Flüchtlingsanerkennung für eritreische Staatsangehörige wegen einfacher exilpolitischer Betätigung für EDP.

 

Schlagwörter: Eritrea, EDP, Eritrean Democratic Party, Mitglieder, exilpolitische Betätigung, Überwachung im Aufnahmeland, politische Entwicklung, Oppositionelle, Gefälligkeitsbescheinigungen, Internet
Normen: AufenthG § 60 Abs. 1
Auszüge:

Flüchtlingsanerkennung für eritreische Staatsangehörige wegen einfacher exilpolitischer Betätigung für EDP.

(Leitsatz der Redaktion)

 

Die Berufung der Klägerin ist auch begründet.

Das Verwaltungsgericht hat die Verpflichtungsklage zu Unrecht abgewiesen, soweit die Klägerin die Feststellung der Voraussetzungen des § 60 Abs. 1 AufenthG, des früheren § 51 Abs. 1 AuslG, begehrt.

Der Klägerin droht bereits wegen ihrer exilpolitischen Betätigung als einfaches Mitglied der EDP, das im Rahmen der Parteiarbeit aktiv ist, im Falle der Rückkehr nach Eritrea auch in Anwendung des strengeren Prognosemaßstabs der beachtlichen Wahrscheinlichkeit Verfolgung im Sinne von § 60 Abs. 1 AufenthG.

◆ AUFGABEN ◆
[1] Stimmen die folgenden Aussagen mit dem Auszug zur Flüchtlingsanerkennung überein? Antworte jeweils mit Ja oder Nein und zitiere die entscheidenden Worte des Auszugs wörtlich.
(a) Das Verwaltungsgericht hat die Verpflichtungsklage abgewiesen.
(b) Die Berufung der Klägerin gilt als unbegründet.
(c) Die Klägerin gehört dem Vorstand der EDP an.
[2] Schreibe den Auszug zur Flüchtlingsanerkennung im Anschluss an seinen letzten Satz weiter.
Die anschließenden Zeilen sind eigenständiges Material und gehören nicht zum Auszug.

◆ GEZEIGTE DATEN ◆
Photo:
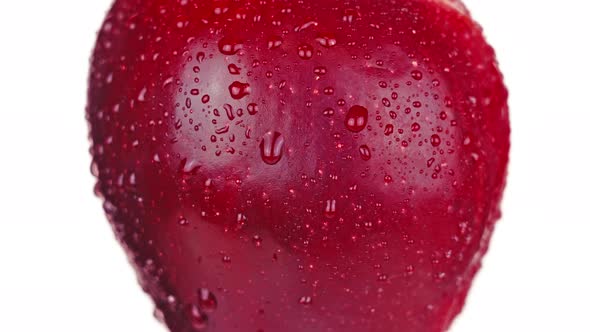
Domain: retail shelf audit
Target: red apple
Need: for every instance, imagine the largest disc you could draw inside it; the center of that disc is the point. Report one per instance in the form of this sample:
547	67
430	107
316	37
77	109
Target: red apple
299	166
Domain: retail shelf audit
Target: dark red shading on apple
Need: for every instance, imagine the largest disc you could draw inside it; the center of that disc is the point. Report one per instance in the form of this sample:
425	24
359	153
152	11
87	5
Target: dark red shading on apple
299	166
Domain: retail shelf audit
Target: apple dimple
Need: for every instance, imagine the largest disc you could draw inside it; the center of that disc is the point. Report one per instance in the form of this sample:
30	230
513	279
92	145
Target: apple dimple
299	166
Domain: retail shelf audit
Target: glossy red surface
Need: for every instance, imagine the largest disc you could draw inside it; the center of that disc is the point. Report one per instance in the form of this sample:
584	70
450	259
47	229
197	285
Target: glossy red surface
299	165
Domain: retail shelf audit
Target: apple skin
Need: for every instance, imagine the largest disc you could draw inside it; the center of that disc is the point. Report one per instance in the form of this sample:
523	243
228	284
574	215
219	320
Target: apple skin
299	165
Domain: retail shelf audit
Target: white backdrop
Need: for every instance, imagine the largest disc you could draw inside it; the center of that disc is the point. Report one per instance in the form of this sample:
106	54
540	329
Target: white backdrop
61	269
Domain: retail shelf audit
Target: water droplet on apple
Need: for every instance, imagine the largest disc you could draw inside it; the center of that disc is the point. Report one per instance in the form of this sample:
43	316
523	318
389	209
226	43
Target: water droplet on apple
326	40
229	111
229	46
435	140
305	51
388	130
356	118
365	152
200	57
417	75
233	69
257	240
207	300
271	147
305	300
141	96
274	42
239	90
182	221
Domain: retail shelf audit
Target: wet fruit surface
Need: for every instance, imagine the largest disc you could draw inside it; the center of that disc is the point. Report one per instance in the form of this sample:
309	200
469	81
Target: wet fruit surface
299	165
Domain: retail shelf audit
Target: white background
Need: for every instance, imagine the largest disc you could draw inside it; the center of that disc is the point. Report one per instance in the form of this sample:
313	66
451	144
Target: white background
61	269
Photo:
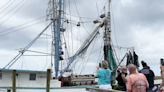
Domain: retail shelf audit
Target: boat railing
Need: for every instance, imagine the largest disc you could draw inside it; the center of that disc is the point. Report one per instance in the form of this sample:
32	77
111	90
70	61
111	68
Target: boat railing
94	89
101	90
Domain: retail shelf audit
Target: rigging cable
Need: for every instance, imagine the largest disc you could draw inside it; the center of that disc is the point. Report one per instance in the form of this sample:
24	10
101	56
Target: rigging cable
71	26
115	32
13	13
80	17
20	29
22	24
11	9
88	57
5	4
98	63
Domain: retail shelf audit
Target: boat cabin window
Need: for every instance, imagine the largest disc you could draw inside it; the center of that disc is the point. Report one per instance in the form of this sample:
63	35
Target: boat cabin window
32	76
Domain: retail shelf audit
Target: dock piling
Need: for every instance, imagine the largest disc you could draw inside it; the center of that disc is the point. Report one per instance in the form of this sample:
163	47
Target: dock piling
14	81
48	80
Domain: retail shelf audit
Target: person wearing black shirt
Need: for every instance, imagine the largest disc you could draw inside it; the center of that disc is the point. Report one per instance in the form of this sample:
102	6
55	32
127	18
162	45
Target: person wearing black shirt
119	77
149	76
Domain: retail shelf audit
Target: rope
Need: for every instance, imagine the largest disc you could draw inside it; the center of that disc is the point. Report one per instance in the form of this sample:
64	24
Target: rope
13	13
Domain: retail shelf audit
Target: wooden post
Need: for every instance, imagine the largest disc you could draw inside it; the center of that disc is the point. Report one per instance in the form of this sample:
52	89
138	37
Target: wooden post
14	81
8	90
48	80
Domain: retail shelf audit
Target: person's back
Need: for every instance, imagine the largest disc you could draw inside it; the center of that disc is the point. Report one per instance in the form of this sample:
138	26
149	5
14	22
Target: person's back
137	82
104	76
149	76
121	82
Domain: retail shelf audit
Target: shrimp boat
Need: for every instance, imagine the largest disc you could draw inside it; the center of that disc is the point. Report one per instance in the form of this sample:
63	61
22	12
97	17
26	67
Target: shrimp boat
66	79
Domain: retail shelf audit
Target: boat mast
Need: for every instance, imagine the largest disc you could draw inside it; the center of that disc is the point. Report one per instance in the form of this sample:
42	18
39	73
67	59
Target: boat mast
107	36
57	9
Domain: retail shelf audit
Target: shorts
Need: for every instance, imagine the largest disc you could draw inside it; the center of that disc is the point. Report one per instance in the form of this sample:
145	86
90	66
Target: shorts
107	87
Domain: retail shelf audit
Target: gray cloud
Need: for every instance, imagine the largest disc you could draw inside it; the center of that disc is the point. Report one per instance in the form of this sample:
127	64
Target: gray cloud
137	23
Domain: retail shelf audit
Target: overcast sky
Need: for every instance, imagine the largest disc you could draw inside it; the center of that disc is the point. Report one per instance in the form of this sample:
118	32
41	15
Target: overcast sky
135	23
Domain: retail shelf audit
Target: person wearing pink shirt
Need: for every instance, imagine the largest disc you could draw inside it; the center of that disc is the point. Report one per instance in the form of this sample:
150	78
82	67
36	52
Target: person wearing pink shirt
136	82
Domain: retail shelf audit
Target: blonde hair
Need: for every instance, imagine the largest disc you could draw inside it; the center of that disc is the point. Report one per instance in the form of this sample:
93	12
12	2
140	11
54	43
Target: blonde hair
105	64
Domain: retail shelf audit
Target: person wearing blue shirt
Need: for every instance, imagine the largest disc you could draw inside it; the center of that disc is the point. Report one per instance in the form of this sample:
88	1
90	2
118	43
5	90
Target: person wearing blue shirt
104	76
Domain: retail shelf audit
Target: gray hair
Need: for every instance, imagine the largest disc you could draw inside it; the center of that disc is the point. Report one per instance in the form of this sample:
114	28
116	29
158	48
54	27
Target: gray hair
105	64
132	67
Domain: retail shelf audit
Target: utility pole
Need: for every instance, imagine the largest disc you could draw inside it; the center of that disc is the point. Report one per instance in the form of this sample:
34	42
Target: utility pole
56	13
107	36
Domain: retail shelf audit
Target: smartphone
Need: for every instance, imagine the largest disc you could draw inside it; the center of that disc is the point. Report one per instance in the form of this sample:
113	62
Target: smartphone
162	62
100	65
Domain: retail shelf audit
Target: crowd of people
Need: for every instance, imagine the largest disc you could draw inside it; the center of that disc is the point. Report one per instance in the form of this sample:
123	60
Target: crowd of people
129	79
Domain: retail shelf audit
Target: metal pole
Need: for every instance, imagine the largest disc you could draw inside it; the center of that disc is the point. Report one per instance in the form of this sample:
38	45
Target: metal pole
8	90
57	41
48	80
14	81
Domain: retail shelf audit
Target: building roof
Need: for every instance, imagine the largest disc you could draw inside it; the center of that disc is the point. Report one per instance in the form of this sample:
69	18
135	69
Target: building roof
18	70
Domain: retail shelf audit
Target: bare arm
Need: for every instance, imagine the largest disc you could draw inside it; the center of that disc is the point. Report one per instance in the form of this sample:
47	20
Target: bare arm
116	74
124	78
97	70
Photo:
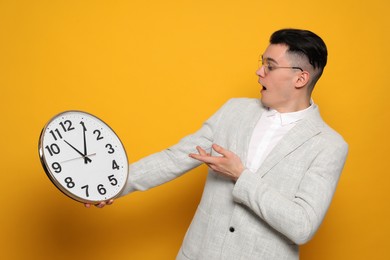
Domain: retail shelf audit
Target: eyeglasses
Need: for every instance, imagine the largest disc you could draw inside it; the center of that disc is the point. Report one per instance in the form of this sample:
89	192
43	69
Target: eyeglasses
268	68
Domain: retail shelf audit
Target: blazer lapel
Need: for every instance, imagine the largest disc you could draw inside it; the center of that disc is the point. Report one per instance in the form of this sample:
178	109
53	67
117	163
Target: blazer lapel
303	131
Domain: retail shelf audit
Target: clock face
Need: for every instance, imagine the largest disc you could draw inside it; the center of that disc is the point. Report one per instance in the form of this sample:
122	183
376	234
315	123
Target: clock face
83	157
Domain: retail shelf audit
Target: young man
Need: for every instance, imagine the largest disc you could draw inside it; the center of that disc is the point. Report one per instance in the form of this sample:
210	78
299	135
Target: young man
273	163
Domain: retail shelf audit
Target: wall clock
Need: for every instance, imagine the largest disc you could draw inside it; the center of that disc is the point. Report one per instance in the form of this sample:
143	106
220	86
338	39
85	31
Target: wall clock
83	157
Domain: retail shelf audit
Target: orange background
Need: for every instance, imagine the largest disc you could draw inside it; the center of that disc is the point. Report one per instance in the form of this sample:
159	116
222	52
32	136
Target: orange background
155	70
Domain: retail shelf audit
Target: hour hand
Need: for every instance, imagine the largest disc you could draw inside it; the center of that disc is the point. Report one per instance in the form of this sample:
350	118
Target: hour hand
87	159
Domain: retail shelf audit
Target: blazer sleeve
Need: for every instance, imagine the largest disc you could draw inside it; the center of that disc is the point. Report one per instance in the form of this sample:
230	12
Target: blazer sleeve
298	218
164	166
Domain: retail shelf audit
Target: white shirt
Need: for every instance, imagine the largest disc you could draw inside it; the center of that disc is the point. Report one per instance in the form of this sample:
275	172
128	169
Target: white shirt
269	130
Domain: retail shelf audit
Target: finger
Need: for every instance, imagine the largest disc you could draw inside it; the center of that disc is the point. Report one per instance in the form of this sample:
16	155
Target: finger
100	205
205	159
201	151
220	150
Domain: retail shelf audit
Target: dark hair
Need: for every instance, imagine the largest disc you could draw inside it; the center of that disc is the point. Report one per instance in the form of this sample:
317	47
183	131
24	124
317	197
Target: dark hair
303	42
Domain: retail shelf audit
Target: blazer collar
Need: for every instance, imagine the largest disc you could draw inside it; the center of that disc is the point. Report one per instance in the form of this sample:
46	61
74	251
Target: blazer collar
307	128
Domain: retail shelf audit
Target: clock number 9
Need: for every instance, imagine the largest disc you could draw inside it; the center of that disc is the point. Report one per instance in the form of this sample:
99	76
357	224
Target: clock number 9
53	149
101	189
57	167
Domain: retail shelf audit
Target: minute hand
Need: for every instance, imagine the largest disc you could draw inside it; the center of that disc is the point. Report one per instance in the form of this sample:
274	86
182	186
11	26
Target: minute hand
83	155
85	143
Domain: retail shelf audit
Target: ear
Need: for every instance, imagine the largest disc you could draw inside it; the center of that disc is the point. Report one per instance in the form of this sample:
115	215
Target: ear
302	79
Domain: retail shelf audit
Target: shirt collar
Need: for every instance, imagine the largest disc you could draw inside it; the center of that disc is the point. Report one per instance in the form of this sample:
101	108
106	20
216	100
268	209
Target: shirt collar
291	117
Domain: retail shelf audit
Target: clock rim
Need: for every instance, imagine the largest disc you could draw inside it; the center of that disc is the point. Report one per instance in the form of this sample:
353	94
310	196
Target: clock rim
56	183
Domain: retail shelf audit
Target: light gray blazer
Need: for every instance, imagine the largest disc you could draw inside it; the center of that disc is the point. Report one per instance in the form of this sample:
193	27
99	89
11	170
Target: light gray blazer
265	214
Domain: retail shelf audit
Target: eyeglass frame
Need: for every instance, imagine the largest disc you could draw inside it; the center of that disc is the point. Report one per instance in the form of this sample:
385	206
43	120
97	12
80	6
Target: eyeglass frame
266	71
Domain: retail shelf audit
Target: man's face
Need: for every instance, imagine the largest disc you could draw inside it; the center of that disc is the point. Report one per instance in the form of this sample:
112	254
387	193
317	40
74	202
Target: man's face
278	84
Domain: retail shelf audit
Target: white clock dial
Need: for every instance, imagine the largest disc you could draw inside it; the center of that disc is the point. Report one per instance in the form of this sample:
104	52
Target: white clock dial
83	157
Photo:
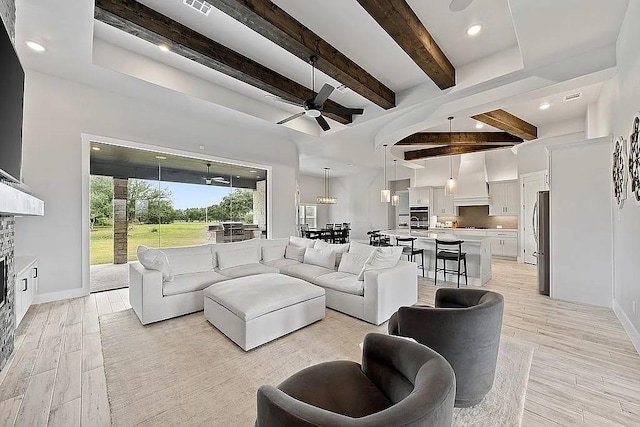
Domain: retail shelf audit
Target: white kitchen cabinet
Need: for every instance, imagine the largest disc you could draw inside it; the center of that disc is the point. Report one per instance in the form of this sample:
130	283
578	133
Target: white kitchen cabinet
26	285
504	243
442	203
419	196
504	198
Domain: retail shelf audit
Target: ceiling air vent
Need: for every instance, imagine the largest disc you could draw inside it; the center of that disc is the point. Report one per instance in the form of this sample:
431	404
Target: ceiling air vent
572	97
343	88
199	5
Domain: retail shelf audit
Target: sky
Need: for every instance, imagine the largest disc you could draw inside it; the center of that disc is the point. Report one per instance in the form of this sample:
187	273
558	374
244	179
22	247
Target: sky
193	195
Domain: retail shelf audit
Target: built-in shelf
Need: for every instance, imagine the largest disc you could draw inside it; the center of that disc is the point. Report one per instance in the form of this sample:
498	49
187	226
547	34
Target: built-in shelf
16	202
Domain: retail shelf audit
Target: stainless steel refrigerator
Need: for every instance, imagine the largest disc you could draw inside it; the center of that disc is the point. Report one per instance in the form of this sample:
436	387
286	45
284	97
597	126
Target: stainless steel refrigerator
541	233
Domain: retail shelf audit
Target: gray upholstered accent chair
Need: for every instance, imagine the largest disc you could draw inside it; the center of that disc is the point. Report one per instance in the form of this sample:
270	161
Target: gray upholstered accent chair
464	327
400	383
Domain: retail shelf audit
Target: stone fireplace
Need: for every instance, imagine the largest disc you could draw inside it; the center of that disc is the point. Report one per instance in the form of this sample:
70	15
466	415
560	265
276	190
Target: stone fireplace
7	314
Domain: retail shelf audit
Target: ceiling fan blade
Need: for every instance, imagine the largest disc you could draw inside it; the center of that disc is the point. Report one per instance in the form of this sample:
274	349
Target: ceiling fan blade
286	101
323	95
323	123
288	119
343	110
459	5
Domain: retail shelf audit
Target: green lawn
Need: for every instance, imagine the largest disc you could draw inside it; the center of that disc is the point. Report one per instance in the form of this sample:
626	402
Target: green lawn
165	235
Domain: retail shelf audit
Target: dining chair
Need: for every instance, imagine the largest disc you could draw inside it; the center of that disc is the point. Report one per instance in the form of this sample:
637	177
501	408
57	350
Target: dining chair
450	254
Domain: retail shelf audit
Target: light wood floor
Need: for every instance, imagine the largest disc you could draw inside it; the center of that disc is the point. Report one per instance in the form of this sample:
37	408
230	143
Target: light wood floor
585	370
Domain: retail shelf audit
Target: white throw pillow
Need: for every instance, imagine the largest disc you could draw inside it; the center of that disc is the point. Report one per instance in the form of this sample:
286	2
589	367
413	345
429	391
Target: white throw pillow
361	249
236	257
321	257
384	257
301	242
295	253
272	253
231	246
155	259
352	263
190	259
338	248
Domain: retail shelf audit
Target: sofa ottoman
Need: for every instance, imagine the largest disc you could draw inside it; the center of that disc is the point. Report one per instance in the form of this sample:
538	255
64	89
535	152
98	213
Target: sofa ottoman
254	310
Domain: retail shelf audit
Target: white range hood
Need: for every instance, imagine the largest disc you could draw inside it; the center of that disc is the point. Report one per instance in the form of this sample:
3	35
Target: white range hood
473	189
14	202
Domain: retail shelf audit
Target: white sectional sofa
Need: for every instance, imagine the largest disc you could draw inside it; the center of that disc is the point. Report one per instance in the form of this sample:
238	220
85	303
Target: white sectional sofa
161	294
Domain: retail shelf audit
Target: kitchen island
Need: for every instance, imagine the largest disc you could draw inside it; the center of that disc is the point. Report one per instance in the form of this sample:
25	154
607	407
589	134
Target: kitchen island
478	249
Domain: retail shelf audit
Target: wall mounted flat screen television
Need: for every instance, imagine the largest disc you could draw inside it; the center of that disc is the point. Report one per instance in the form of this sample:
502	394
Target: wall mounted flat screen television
11	105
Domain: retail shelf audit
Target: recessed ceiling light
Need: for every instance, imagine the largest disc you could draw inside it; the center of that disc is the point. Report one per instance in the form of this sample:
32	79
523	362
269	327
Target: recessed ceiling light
199	5
35	46
474	30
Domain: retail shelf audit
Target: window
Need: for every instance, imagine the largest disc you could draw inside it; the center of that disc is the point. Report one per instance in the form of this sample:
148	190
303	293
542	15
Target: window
308	215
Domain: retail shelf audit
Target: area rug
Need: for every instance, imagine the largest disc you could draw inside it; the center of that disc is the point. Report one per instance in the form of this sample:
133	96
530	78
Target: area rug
184	372
504	404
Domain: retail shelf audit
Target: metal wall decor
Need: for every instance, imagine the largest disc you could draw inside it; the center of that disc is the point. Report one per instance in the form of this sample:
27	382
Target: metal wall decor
634	160
620	162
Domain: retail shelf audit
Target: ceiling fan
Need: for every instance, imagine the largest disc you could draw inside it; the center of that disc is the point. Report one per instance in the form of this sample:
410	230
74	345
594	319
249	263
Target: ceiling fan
459	5
218	179
314	107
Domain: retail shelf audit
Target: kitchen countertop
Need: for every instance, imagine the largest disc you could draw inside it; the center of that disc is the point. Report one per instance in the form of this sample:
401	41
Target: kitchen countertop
472	229
431	236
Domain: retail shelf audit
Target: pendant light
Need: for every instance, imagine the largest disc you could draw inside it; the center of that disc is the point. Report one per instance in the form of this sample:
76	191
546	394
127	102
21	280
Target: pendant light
207	179
451	186
385	194
395	199
326	199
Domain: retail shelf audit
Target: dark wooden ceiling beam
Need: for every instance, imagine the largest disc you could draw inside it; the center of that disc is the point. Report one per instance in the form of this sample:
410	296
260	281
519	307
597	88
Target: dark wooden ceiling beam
448	151
273	23
507	122
147	24
399	21
460	138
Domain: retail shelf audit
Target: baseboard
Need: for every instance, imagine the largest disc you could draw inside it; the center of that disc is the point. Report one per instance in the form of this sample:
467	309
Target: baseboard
57	296
633	334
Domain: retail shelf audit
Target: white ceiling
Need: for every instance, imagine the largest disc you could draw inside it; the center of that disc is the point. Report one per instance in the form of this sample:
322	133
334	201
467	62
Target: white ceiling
548	34
449	29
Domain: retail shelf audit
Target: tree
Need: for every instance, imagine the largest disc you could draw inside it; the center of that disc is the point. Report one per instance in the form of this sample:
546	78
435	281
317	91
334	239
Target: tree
195	214
149	204
101	199
234	206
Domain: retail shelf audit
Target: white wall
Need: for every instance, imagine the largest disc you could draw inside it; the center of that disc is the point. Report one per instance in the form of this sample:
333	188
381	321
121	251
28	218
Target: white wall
580	220
359	203
618	104
435	172
55	165
532	155
502	165
310	188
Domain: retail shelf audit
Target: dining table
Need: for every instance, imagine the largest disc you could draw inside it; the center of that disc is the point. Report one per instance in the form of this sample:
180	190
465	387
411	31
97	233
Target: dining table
330	235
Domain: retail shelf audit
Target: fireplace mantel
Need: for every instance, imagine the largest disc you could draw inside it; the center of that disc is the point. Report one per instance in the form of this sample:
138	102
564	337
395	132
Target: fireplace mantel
14	202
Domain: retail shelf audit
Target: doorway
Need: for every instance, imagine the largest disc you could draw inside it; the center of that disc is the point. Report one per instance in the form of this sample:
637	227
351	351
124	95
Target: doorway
156	199
531	184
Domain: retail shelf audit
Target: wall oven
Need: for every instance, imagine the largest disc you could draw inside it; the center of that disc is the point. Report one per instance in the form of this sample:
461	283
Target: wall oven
419	218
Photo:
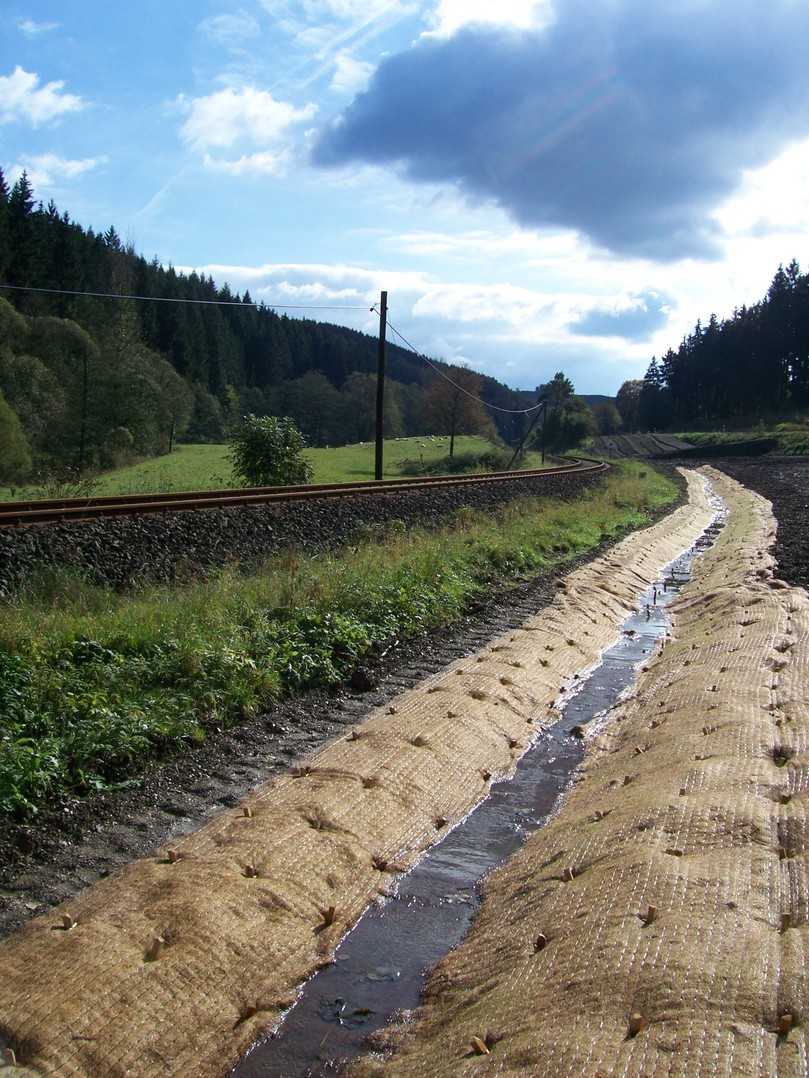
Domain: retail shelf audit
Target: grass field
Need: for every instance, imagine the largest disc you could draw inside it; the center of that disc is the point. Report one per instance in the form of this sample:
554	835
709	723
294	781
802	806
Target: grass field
94	683
792	438
207	467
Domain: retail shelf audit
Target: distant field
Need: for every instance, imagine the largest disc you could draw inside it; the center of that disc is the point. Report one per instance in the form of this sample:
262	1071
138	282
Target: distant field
618	446
207	467
793	439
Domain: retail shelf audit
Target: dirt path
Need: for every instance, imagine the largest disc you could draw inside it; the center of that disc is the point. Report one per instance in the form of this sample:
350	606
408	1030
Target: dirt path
659	925
79	841
178	963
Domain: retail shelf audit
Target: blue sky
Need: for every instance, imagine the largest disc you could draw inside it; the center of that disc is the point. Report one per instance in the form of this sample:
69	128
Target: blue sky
538	185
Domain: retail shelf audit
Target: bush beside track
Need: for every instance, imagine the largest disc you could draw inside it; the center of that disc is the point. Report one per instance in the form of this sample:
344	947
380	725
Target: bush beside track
95	683
175	547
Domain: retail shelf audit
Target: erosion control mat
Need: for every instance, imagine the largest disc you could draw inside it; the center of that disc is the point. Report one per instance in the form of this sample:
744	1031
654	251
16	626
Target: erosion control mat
179	963
659	925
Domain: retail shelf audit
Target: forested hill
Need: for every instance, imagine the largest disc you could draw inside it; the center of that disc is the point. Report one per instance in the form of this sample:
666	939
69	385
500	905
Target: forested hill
752	365
230	359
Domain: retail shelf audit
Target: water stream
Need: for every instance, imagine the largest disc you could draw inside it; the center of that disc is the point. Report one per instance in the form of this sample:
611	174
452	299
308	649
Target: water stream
383	963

◆ LÖSUNGEN ◆
[1]
(a) Ja: „Das Verwaltungsgericht hat die Verpflichtungsklage zu Unrecht abgewiesen“
(b) Nein: „Die Berufung der Klägerin ist auch begründet.“
(c) Nein: „als einfaches Mitglied der EDP“

[2]
Der Senat ist davon überzeugt, dass dem eritreischen Staat einfache Mitglied der EDP, die sich - wenn auch nur in untergeordneter Form - an der Parteiarbeit beteiligen, bekannt sind. Aus der geschichtlichen Entwicklung der den eritreischen Staat derzeit allein tragenden Partei (EPLF/PFDJ) erschließt sich dem Senat, dass Eritrea über ein auch im Ausland außerordentlich gut ausgebildetes und funktionierendes Spitzelsystem verfügt, das auch die untergeordneten Aktivitäten einfacher Mitglieder der EDP registriert.

Einfache Mitglieder der EDP, die sich - wenn auch nur in untergeordneter Form - an der Parteiarbeit beteiligen, haben im Falle ihrer Rückkehr nach Eritrea auch mit beachtlicher Wahrscheinlichkeit politische Verfolgung zu befürchten.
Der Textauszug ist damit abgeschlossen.